(Supplied records begins)

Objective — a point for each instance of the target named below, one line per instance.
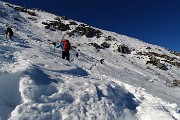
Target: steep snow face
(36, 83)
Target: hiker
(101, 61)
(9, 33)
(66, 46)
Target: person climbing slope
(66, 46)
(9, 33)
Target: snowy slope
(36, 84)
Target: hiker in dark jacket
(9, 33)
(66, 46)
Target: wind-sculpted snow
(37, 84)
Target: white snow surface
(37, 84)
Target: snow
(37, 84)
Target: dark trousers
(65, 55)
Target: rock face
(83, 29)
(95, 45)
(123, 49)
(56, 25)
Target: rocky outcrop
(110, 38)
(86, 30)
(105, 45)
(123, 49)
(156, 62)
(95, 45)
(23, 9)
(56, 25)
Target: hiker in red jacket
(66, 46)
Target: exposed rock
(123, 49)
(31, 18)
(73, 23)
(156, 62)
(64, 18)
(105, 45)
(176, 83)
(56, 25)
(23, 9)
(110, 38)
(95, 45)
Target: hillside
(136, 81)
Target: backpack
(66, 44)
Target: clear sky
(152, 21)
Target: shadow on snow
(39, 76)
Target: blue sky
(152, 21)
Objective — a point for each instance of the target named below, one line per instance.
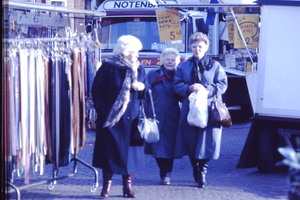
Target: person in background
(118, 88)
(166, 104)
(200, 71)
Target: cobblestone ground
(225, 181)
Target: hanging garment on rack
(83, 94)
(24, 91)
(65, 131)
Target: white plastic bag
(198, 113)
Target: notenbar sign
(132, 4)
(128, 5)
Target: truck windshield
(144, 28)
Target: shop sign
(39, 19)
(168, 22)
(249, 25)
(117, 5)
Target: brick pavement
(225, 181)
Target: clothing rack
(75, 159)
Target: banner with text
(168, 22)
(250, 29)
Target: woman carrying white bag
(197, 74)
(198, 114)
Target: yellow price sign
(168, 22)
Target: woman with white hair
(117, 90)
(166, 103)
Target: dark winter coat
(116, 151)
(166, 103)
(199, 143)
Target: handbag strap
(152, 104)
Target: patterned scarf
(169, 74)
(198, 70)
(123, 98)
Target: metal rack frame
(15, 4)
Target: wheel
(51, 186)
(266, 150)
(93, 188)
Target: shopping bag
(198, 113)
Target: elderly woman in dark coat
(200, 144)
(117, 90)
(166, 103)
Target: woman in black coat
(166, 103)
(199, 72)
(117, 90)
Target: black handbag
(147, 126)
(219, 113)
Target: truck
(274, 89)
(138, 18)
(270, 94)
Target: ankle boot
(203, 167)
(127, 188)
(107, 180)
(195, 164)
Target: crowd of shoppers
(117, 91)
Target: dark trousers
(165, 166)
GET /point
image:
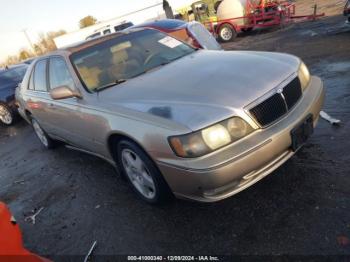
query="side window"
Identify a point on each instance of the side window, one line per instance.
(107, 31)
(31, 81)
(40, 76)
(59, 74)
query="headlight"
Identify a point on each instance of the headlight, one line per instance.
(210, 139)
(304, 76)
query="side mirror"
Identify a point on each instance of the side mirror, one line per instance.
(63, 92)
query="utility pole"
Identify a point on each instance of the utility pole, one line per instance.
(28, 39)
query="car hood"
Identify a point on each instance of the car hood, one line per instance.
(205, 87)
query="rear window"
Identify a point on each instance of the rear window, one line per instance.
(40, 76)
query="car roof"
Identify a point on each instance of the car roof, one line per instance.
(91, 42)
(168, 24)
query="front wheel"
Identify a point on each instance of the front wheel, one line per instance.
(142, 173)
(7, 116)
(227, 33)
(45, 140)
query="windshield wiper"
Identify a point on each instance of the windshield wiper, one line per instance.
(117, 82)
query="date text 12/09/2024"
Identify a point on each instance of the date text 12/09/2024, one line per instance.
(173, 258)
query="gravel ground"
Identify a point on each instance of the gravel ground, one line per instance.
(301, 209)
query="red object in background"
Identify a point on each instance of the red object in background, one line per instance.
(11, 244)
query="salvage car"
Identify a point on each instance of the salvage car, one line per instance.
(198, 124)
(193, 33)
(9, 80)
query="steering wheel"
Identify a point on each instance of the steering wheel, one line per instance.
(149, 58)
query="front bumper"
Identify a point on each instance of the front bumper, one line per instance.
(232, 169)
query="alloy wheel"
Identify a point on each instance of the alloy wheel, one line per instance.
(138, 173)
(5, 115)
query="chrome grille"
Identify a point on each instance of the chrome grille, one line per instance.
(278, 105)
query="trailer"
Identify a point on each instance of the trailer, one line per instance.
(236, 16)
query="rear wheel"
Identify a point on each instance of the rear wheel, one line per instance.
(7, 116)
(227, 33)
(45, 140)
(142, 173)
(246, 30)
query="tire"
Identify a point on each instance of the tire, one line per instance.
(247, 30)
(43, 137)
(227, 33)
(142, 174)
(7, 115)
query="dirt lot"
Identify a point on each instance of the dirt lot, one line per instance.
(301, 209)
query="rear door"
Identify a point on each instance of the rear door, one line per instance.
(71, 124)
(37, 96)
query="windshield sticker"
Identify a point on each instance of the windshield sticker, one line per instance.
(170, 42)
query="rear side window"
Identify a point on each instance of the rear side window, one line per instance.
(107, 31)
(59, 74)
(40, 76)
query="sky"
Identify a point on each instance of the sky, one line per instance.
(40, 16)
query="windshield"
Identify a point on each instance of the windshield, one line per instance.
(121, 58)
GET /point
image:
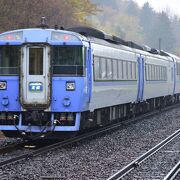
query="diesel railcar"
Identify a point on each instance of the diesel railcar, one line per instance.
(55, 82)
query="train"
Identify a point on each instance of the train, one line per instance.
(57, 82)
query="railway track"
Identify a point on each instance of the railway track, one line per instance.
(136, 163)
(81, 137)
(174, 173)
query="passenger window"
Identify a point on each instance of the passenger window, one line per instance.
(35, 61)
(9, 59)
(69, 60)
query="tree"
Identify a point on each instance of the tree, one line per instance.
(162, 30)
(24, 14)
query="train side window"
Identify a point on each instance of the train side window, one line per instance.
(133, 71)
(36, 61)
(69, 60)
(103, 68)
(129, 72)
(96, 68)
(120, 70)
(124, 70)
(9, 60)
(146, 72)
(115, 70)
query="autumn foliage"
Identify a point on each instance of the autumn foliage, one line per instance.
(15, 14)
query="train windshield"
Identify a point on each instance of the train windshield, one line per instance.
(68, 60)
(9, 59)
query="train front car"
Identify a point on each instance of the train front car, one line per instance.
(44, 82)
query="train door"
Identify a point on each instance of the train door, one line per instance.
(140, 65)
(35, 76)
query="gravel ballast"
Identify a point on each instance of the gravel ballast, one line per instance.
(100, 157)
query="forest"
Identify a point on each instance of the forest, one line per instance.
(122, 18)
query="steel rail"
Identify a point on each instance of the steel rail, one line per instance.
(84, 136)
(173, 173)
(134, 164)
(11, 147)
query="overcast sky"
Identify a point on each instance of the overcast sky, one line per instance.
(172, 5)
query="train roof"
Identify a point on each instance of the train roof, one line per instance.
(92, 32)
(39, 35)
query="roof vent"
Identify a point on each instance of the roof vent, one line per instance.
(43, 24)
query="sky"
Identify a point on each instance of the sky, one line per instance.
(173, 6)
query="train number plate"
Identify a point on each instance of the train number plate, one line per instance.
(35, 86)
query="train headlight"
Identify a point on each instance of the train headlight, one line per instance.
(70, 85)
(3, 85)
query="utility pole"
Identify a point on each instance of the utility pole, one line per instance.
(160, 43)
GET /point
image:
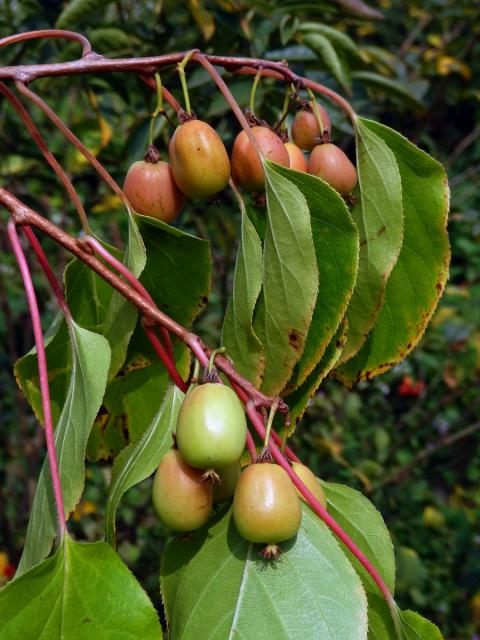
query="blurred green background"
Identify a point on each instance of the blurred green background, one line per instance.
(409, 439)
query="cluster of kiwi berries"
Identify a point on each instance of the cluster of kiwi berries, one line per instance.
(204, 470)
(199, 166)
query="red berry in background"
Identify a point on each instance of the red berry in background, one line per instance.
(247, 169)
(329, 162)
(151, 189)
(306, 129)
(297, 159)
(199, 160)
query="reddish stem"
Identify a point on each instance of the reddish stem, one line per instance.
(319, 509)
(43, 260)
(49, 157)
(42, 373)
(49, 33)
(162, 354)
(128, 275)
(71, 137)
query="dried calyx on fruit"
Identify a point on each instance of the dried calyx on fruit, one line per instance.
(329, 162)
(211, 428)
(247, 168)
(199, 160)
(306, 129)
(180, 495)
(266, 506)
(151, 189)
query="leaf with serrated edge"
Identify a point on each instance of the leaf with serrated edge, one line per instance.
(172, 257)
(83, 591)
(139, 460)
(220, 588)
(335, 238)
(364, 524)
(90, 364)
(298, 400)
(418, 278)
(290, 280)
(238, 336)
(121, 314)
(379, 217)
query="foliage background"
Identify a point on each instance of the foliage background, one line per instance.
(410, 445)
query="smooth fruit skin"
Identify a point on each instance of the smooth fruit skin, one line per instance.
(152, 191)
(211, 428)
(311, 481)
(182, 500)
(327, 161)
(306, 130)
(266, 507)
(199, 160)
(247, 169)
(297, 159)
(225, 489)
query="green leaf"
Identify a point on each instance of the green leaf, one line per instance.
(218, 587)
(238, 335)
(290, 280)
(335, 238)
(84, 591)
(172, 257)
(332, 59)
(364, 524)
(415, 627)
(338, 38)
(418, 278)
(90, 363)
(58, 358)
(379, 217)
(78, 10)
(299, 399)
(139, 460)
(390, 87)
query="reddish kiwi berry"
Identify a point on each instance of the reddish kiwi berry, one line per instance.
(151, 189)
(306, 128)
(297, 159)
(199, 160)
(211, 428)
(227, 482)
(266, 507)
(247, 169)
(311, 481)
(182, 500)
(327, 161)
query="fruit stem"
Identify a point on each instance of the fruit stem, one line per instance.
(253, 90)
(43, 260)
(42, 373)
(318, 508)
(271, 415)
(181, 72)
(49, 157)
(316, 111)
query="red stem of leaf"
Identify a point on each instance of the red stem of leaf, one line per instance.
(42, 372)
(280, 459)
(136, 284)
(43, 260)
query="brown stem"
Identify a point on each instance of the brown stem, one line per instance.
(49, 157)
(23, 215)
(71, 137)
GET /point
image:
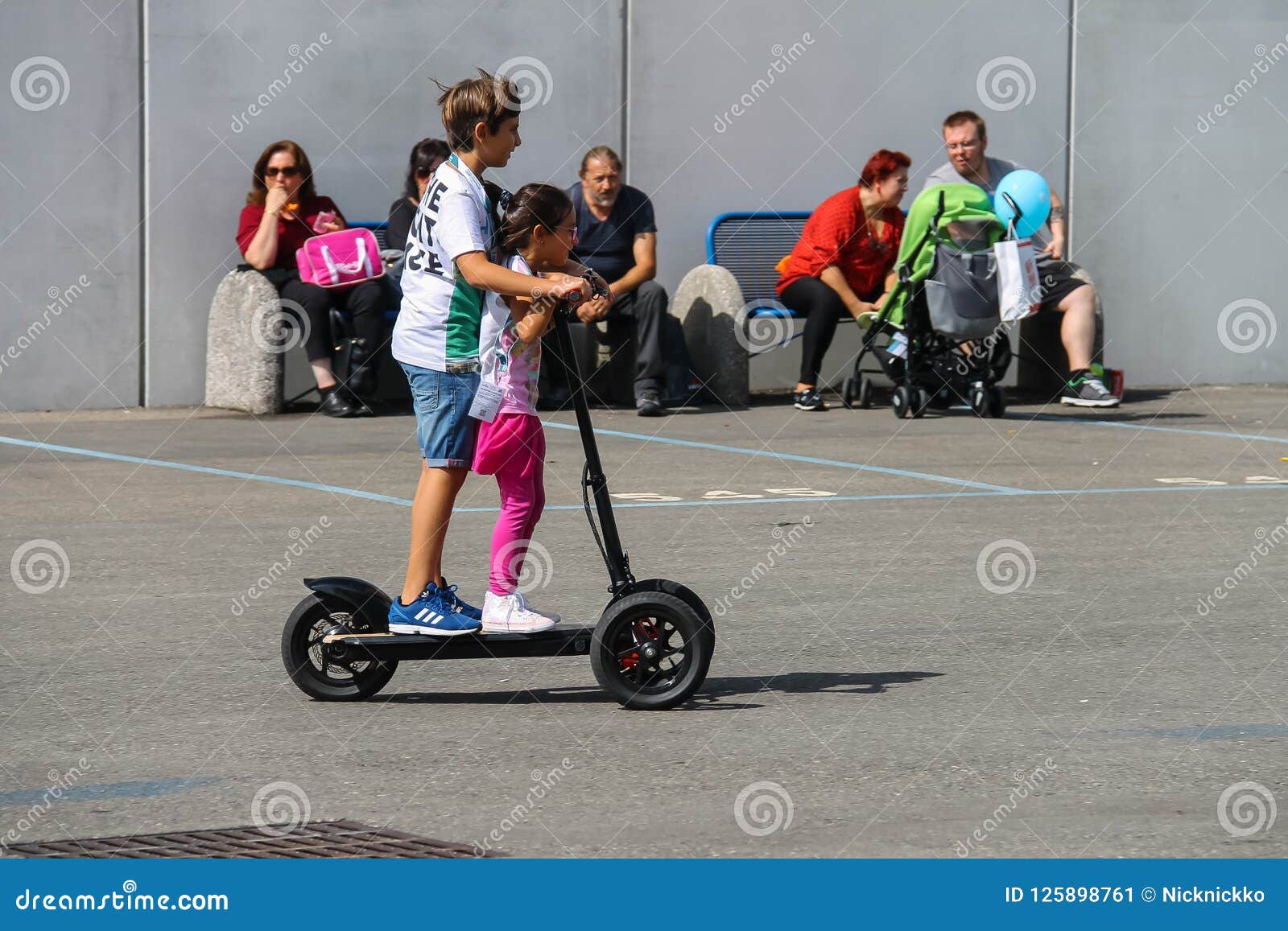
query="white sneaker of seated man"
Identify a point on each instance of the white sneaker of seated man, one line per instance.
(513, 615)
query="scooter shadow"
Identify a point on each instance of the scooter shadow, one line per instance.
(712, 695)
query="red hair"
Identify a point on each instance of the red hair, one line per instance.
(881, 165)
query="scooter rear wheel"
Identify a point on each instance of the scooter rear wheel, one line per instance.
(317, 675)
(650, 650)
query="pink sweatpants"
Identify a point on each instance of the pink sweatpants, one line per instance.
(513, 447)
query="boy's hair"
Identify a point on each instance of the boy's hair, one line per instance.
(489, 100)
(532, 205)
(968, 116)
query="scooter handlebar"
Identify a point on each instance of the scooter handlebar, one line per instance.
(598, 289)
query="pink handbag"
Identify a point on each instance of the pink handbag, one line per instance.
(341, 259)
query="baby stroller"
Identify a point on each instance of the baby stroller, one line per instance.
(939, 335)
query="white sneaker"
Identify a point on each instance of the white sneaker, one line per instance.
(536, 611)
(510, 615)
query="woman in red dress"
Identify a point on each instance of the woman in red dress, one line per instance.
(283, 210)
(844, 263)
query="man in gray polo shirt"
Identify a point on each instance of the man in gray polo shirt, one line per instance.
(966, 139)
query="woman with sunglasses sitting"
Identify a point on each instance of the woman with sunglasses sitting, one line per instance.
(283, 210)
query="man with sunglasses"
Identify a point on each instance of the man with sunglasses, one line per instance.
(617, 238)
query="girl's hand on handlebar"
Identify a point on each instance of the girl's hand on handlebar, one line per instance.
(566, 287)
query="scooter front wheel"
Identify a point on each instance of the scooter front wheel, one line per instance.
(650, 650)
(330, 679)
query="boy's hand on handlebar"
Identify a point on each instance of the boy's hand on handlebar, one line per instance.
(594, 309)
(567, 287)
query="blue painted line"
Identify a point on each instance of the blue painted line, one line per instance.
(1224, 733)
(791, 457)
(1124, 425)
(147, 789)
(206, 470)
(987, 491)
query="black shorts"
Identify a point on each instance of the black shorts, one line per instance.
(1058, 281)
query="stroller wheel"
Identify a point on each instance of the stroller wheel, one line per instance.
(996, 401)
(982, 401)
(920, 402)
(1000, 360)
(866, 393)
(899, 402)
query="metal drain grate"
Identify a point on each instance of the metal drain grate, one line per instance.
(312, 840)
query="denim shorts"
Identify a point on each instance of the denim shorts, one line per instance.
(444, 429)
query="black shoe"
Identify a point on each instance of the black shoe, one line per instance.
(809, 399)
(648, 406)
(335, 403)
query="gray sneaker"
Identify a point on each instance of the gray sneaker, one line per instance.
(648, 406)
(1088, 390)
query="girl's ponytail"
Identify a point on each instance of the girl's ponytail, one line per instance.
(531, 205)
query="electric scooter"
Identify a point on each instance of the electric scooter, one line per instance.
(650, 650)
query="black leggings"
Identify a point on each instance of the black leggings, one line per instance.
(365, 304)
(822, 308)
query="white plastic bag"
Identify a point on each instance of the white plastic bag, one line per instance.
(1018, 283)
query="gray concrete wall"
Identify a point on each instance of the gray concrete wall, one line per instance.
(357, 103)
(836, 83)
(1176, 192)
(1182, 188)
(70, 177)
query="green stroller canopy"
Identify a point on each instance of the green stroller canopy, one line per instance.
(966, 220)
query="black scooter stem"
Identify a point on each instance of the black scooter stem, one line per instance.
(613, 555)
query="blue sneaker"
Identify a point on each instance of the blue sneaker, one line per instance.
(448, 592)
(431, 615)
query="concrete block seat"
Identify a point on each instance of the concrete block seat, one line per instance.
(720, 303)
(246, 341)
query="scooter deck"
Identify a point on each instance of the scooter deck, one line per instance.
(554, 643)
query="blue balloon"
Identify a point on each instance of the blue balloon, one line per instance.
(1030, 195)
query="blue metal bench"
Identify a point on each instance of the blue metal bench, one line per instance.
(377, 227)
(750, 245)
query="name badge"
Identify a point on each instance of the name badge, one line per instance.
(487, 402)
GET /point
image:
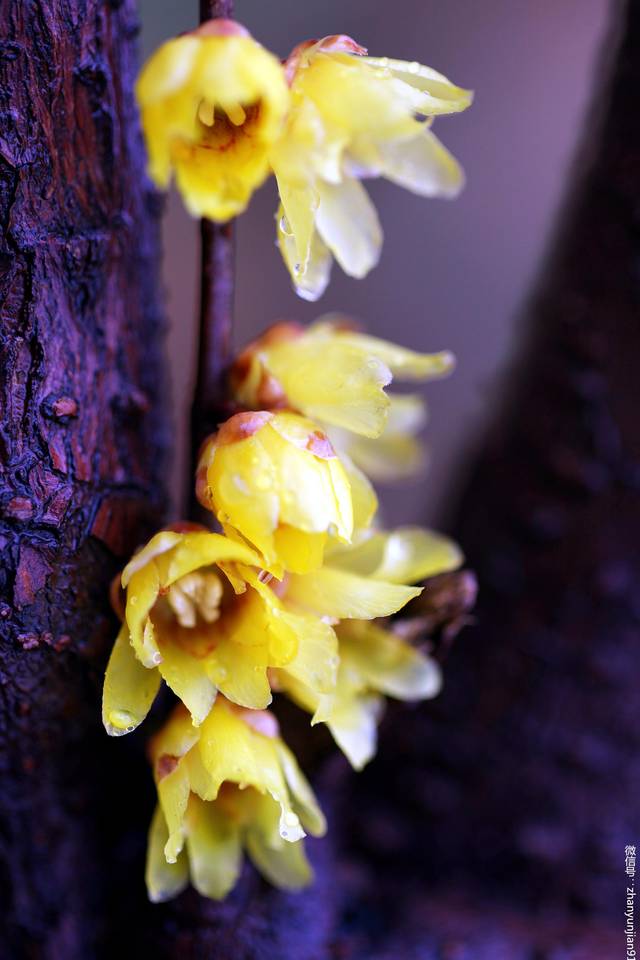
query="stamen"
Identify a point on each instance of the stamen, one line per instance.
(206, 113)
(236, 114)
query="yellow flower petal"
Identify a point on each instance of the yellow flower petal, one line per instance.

(Supplied records ends)

**Action item**
Scan the listing above and report how many of its lines hold the word "petal", giving the number only.

**Solution to this problem**
2